__Task goal__. Where a line of the data below has the string "positive", copy that line.
━━━ Data to process
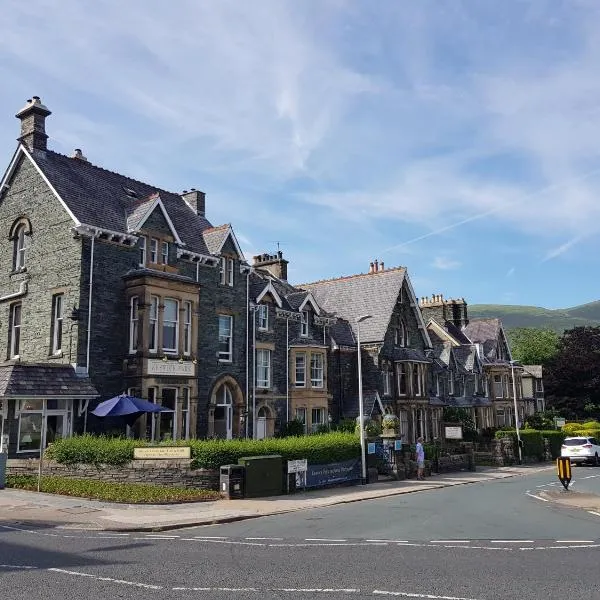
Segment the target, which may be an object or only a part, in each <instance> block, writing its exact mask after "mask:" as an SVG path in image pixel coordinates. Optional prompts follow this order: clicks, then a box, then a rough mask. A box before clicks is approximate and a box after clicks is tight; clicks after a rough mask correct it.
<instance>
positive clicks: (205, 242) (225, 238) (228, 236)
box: [202, 223, 244, 259]
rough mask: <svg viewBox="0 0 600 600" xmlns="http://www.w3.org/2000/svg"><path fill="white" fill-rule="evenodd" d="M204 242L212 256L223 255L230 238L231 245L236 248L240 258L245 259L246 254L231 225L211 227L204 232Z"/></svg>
mask: <svg viewBox="0 0 600 600" xmlns="http://www.w3.org/2000/svg"><path fill="white" fill-rule="evenodd" d="M202 235H203V237H204V242H205V243H206V246H207V248H208V250H209V252H210V253H211V254H221V251H222V250H223V246H224V245H225V242H227V240H228V239H229V238H230V239H231V243H232V244H233V245H234V246H235V251H236V252H237V255H238V256H239V258H241V259H243V258H244V253H243V252H242V249H241V248H240V245H239V243H238V241H237V238H236V237H235V233H234V232H233V228H232V227H231V224H230V223H226V224H225V225H219V226H218V227H210V228H208V229H205V230H204V231H203V232H202Z"/></svg>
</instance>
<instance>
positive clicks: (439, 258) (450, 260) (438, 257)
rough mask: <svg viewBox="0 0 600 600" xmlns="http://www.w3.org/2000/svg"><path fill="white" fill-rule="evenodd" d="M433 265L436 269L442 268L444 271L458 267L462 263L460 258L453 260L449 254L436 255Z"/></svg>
mask: <svg viewBox="0 0 600 600" xmlns="http://www.w3.org/2000/svg"><path fill="white" fill-rule="evenodd" d="M432 266H433V267H434V268H435V269H440V270H442V271H451V270H454V269H458V268H459V267H460V266H461V263H460V262H459V261H458V260H453V259H452V258H448V257H447V256H436V257H435V259H434V260H433V263H432Z"/></svg>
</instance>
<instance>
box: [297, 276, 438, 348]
━━━━━━
__Solution to this task__.
positive clicks: (205, 242) (225, 238) (228, 236)
positive clicks: (439, 258) (450, 260) (438, 257)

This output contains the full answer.